-- START --

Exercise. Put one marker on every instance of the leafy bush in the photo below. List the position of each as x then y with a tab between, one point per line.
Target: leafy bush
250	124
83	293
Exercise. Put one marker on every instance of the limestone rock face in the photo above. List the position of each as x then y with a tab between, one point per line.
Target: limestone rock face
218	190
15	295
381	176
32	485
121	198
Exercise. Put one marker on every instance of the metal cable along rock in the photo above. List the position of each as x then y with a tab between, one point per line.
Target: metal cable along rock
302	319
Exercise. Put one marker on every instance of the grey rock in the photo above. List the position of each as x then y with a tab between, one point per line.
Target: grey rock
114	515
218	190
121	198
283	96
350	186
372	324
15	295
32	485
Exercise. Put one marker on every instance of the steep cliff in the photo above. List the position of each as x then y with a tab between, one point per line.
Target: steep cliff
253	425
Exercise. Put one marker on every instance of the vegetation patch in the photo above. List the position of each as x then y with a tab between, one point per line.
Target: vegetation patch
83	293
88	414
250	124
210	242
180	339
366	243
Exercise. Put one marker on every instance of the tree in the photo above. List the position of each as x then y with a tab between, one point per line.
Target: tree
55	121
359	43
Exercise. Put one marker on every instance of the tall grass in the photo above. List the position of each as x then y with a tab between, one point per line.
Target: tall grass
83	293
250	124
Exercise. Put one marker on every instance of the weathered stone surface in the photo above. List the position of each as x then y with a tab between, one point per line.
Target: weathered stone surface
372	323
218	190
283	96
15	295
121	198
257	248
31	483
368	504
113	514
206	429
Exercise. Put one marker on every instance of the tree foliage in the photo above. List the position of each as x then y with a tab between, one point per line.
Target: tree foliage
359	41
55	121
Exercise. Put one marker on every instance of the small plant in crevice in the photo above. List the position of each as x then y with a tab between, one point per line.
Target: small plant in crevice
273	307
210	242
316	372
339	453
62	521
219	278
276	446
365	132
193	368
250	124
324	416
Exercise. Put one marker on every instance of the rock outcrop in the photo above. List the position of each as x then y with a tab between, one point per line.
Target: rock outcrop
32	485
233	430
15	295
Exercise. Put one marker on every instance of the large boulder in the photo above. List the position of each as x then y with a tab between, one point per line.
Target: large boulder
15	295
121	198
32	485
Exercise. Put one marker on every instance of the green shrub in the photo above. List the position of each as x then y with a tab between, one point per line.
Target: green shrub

-- END --

-- WHAT NEEDS TO BE DONE --
Repeat each entry word for word.

-- WRITTEN SOLUTION --
Exercise. Put one marker on every instance of the leafy bush in the photo below. List the position of each as x then y with a tab between, one point per line.
Target: leafy bush
250	124
83	293
Exercise. Put one marker on every instance of the limestone rock face in the photo above. List the position of each as x then y with a tab between, one point per line.
Target: limestone rock face
218	190
15	295
381	176
32	485
121	198
Exercise. Put one marker on every instance of the metal cable along rock in the photo above. List the position of each as x then y with a tab between, one point per line.
Target: metal cable along rock
302	319
Exercise. Put one marker on every instance of the grey rock in the photo above. List the position of each as x then y with a tab between, one point per line.
Target: grey rock
114	515
218	190
121	198
283	96
350	186
372	324
15	295
32	485
Exercise. Put one marker on every instance of the steep cliff in the photo above. List the position of each as x then y with a tab between, one point per line.
Target: steep cliff
253	425
Exercise. Put one marker on every instance of the vegetation patch in the photo above. List the position of each as x then y with a tab between, one point per line.
Target: vegetation patch
83	293
88	414
250	124
210	242
180	339
366	243
Exercise. Put one marker on every instance of the tree in the photo above. List the position of each as x then y with a tab between, one point per line.
Target: tree
55	121
359	43
Exercise. Put one marker on every instance of the tall grass in the photo above. List the position of each as x then y with a tab between, one point per line.
Target: tall grass
83	293
250	124
Exercise. Put one marker on every instance of the weathered stone surface in the photo above. List the position of each as x then y with a tab between, one point per line.
Target: weathered stone surface
372	323
218	190
283	96
15	295
121	198
257	248
31	483
368	504
113	514
206	429
Exercise. Put one marker on every instance of the tree foliage in the photo above. List the position of each as x then y with a tab between, one point per line.
Target: tree foliage
359	41
55	121
Exercise. Put one marker on every instance of the small plant in crevice in the photo above. List the position of each as x then y with a tab between, one point per line.
Target: small plant in crevice
273	307
210	242
316	372
339	453
62	521
219	278
276	446
365	132
193	368
250	124
324	416
Exercise. Put one marker on every instance of the rock outcrop in the photo above. List the position of each as x then y with a tab between, one point per line.
Target: rock outcrop
32	485
233	430
15	295
Exercise. Put one marker on every instance of the large boulder in the photo above. List the position of each as x then y with a tab between, one point per line.
Target: large boulder
15	295
121	198
32	485
Exercise. Put one marker on every instance of the green shrub in the photo above. List the position of each as x then y with a tab between, one point per line.
Target: green shrub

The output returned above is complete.